Write out all the rows below again with "llama" switched to "vicuna" and everything else left as it is. Leave the pictures out.

--------------------------------------------------

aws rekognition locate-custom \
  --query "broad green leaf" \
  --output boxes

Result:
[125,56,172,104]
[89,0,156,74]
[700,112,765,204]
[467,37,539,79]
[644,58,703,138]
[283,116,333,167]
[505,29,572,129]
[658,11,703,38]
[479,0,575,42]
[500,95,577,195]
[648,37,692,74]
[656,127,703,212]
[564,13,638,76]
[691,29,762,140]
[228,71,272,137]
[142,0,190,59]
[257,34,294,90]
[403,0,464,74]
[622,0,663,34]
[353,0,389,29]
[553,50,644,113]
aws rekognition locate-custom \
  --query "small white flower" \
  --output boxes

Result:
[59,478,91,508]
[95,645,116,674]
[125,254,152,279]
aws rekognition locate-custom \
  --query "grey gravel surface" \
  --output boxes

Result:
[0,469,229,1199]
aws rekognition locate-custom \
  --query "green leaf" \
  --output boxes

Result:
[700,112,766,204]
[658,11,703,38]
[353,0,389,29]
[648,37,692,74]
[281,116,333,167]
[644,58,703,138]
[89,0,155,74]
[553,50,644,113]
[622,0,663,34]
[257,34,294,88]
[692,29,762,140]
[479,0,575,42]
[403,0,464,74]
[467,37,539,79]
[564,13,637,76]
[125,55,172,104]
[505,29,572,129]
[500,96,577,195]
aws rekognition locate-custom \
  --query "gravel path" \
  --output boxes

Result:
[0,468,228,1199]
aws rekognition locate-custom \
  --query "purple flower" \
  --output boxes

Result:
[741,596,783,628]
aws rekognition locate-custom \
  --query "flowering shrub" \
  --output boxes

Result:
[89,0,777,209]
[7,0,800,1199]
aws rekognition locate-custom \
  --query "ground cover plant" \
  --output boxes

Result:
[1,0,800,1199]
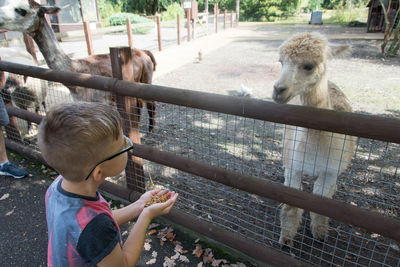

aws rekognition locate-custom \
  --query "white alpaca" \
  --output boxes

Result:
[273,33,356,246]
[0,47,48,133]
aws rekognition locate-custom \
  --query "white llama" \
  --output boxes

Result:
[0,47,48,134]
[272,33,356,246]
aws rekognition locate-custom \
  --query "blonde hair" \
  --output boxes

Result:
[38,102,122,181]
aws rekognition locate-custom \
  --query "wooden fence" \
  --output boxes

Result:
[0,55,400,266]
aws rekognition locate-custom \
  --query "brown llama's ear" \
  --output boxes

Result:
[329,44,350,57]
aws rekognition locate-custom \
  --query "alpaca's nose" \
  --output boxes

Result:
[274,84,287,94]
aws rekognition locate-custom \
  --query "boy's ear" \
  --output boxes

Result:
[91,169,103,182]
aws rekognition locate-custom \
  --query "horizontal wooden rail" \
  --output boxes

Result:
[5,139,310,267]
[0,61,400,144]
[7,108,400,242]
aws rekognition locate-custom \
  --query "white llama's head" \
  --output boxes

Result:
[0,0,60,32]
[272,33,349,104]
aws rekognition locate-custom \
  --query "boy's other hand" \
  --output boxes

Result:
[141,190,178,219]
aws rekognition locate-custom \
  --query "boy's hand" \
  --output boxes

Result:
[140,190,178,219]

--------------------------------------------------

» **The result**:
aws rekognition locate-custom \
  --query "broad green leaf" \
  --output boxes

Result:
[125,56,172,104]
[89,0,156,74]
[700,112,765,204]
[467,37,539,79]
[644,58,703,138]
[283,116,333,167]
[505,29,572,129]
[658,11,703,38]
[479,0,575,42]
[500,95,577,195]
[648,37,692,74]
[656,127,703,212]
[564,13,638,76]
[691,29,762,140]
[228,71,272,137]
[142,0,190,59]
[257,34,294,90]
[403,0,464,74]
[622,0,663,34]
[353,0,389,29]
[553,50,644,113]
aws rekognition locate-custom \
  --query "small white flower" \
  --output boxes

Result:
[59,478,91,508]
[95,645,116,674]
[125,254,152,279]
aws rekognition locate-custom \
  --query "grey gravel surface" \
  --output boxes

Result:
[0,469,229,1199]
aws rekognition locate-custom \
  --query "green leaf" \
  --output boxes

Result:
[700,112,766,204]
[658,11,703,38]
[353,0,389,29]
[648,37,692,74]
[281,116,333,167]
[644,58,703,138]
[89,0,155,74]
[553,50,644,113]
[622,0,663,34]
[257,34,294,88]
[692,29,762,140]
[479,0,575,42]
[403,0,464,74]
[467,37,539,79]
[564,13,637,76]
[125,55,172,104]
[505,29,572,129]
[500,96,577,195]
aws rekognition locate-custom \
  --query "gravel path" \
  --output boxes

Result:
[0,468,228,1199]
aws rekognition locate-custom \
  --query "purple flower" \
  --output boxes

Result:
[741,596,783,628]
aws rekognition locate-custom \
  --query "flowering shrub" \
  --output boxes

Result:
[89,0,777,209]
[7,0,800,1199]
aws rekognition locate-custom \
  --query "ground cover plant" \
  --output boxes

Result:
[1,0,800,1199]

aws rekognition locate-custom \
  --query "white alpaca" \
  --output boxes

Result:
[273,33,356,246]
[0,47,48,133]
aws rekognition locate-custom \
  --query "white vicuna" \
  --output boxes

Result:
[0,47,48,134]
[272,33,356,246]
aws rekognition locate-custom \
  --query "blonde hair" \
  --output boxes

Result:
[38,102,122,181]
aws rekognition locate-custom \
  --query "wooden fence" \
  --output boxes

Result:
[0,55,400,266]
aws rekognition locate-custom \
  --query "brown vicuna's ear" \
  --output boxes

Result:
[329,44,350,57]
aws rekognition locate-custom \
  --query "alpaca's nose" \
  --output boxes

Result:
[274,84,287,94]
aws rekognition locate-custom \
  --query "boy's ear" \
  --output boxes

Result:
[91,169,103,182]
aws rekognition locate-custom \
  --query "horizontal wooden rail" \
  --output boxes

Result:
[5,139,310,267]
[0,61,400,144]
[7,108,400,242]
aws rekognition locate-custom \
  --query "white vicuna's head" \
  --output boxes

Result:
[0,0,60,32]
[272,33,349,104]
aws rekognition locate-custom \
  --query "boy's other hand" \
  --output boxes

Result:
[141,190,178,219]
aws rekognition locate-custom \
  --query "boy's hand" \
  --output boxes

Result:
[140,190,178,219]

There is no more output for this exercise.